Excerpt to read:
== == ==

2001 STOCK OPTION AND INCENTIVE PLAN
INCENTIVE STOCK OPTION AGREEMENT
Capitalized Terms
Except as otherwise defined in this Agreement, all capitalized terms used in this Agreement are defined in the Plan, and have the meaning set forth in the Plan.
For purposes of this Agreement, the term “Company” shall mean PaeTec Corp. and/or its subsidiaries and Affiliates, including, but not limited to, PaeTec Communications, Inc., as well as any successors or assigns of PaeTec Corp. and/or its subsidiaries and Affiliates.
For purposes of this Agreement, termination for “Cause” shall mean termination of your employment with the Company due to: (1) material failure or refusal to perform the duties assigned to you, provided that the Company’s Chief Executive Officer (or the Company’s Board of Directors if you are the Company’s Chief Executive Officer) gives you a written notice of your refusal to perform such duties or comply with such direction and 20 days to remedy such refusal, if remediable, and further provided that such duties or directions are not inconsistent with those of other individuals reporting directly to the Company’s Chief Executive Officer or the Company’s Board of Directors, (2) your refusal to follow the reasonable directives of the Board of Directors or Chief Executive Officer of the Company, provided that the Company’s Chief Executive Officer (or the Company’s Board of Directors if you are the Company’s Chief Executive Officer) gives you a written notice of your refusal to perform such direction and 20 days to remedy such refusal, if remediable, and further provided that such directions are not inconsistent with those of other individuals reporting directly to the Company’s Chief Executive Officer or the Company’s Board of Directors, (3) conviction of a felony, or (4) misappropriation of any funds or property of the Company.

== == ==

Data listing:
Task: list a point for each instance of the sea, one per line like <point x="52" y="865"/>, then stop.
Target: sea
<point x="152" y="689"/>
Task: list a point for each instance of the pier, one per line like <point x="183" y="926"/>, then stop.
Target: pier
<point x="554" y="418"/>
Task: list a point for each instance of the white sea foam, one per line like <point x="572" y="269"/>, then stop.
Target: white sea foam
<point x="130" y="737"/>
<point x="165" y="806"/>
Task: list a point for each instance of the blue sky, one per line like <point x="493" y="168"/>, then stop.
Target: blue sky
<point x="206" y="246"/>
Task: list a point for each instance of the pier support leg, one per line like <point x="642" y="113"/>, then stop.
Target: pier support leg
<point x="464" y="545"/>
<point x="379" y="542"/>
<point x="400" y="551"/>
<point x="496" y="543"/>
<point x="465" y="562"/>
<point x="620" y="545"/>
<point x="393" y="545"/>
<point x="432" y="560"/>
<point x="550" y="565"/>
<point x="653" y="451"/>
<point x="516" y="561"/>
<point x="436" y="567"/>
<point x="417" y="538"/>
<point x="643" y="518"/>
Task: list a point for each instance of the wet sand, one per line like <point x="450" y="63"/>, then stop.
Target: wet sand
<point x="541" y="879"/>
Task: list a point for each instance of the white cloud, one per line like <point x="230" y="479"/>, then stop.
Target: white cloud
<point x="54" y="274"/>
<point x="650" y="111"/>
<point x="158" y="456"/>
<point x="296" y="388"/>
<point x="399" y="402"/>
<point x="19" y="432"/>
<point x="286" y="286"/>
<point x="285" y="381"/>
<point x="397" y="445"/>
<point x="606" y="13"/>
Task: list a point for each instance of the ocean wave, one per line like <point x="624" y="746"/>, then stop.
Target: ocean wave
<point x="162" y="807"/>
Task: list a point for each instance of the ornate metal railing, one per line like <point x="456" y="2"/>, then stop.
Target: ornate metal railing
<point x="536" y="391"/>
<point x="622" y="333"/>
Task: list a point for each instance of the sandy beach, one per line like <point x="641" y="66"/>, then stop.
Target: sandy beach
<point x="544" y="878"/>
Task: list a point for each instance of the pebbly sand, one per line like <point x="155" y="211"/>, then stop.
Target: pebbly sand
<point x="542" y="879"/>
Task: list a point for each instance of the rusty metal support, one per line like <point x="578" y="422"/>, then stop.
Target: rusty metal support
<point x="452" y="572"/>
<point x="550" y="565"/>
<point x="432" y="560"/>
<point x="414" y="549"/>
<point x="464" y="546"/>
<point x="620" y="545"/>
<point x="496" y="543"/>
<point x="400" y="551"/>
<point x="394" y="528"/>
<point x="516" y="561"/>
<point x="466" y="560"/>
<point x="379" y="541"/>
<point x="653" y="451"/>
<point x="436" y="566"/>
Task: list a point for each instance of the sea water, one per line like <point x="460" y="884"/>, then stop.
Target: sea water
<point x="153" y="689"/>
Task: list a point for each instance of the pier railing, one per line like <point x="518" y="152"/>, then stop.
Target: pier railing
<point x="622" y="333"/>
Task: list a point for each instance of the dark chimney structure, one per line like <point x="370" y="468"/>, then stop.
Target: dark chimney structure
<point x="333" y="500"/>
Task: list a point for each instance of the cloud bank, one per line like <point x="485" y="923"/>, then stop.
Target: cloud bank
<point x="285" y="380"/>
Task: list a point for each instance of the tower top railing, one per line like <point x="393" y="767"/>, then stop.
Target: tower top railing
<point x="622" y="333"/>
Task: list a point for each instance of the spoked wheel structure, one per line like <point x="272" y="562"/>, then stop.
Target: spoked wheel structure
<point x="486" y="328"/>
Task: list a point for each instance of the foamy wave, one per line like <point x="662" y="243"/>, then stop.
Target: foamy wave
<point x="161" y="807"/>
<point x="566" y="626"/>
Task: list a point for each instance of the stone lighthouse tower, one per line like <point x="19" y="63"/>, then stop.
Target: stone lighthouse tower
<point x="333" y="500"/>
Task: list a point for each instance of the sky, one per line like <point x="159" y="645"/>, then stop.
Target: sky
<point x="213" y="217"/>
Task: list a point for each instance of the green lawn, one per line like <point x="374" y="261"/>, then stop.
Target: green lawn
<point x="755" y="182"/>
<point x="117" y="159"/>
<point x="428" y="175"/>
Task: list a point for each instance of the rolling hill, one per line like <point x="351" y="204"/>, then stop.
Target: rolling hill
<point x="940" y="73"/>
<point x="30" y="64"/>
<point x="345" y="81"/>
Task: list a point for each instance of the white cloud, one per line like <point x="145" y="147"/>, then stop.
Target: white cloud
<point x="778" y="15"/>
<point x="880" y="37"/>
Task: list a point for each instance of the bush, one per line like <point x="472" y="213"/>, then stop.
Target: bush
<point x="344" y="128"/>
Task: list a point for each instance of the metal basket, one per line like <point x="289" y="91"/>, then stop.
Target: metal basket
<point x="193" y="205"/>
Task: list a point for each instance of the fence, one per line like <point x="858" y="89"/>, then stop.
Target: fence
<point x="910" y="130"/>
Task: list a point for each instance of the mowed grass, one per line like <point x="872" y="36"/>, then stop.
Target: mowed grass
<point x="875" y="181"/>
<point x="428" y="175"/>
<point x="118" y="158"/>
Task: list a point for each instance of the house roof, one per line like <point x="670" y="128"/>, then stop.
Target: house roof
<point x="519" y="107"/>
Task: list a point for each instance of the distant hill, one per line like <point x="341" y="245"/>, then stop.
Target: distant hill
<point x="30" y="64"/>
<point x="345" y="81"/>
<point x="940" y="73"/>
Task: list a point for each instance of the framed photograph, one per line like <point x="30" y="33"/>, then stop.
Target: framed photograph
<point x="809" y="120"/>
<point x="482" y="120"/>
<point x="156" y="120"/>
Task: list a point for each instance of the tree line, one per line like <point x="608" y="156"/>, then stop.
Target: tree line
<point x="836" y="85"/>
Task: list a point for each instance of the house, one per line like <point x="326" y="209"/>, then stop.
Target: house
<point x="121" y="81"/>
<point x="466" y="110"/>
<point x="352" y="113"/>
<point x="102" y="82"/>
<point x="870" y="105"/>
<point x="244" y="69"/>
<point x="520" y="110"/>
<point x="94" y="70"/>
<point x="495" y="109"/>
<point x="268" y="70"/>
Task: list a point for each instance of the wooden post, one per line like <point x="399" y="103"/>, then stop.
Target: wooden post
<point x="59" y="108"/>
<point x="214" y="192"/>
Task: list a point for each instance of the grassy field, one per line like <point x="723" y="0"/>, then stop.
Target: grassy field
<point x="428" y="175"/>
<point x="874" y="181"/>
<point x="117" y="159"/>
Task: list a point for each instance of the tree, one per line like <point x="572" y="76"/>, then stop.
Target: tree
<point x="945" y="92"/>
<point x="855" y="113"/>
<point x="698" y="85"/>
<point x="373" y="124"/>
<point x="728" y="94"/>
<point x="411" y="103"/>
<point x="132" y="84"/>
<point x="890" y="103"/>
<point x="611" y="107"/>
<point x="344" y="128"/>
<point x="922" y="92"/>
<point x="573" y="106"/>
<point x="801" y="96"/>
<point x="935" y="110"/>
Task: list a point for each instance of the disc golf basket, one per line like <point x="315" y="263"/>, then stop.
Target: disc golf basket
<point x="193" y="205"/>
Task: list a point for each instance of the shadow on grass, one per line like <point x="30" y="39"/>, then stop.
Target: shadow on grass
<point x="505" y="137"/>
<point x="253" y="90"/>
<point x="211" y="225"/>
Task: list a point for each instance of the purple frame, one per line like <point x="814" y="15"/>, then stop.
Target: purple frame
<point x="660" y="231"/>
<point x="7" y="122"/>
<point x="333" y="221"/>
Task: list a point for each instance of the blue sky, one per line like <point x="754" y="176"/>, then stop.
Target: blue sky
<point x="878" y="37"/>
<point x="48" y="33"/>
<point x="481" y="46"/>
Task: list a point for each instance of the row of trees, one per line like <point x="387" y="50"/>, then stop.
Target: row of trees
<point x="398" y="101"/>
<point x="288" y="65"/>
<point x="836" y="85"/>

== == ==

Exercise set:
1 > In the stock option agreement, which criminal outcome counts as Cause for ending your employment?
2 > Repeat the part of the stock option agreement starting with "2001 STOCK OPTION" and going on through "subsidiaries and Affiliates.".

Solutions to the problems:
1 > Conviction of a felony.

2 >
2001 STOCK OPTION AND INCENTIVE PLAN
INCENTIVE STOCK OPTION AGREEMENT
Capitalized Terms
Except as otherwise defined in this Agreement, all capitalized terms used in this Agreement are defined in the Plan, and have the meaning set forth in the Plan.
For purposes of this Agreement, the term “Company” shall mean PaeTec Corp. and/or its subsidiaries and Affiliates, including, but not limited to, PaeTec Communications, Inc., as well as any successors or assigns of PaeTec Corp. and/or its subsidiaries and Affiliates.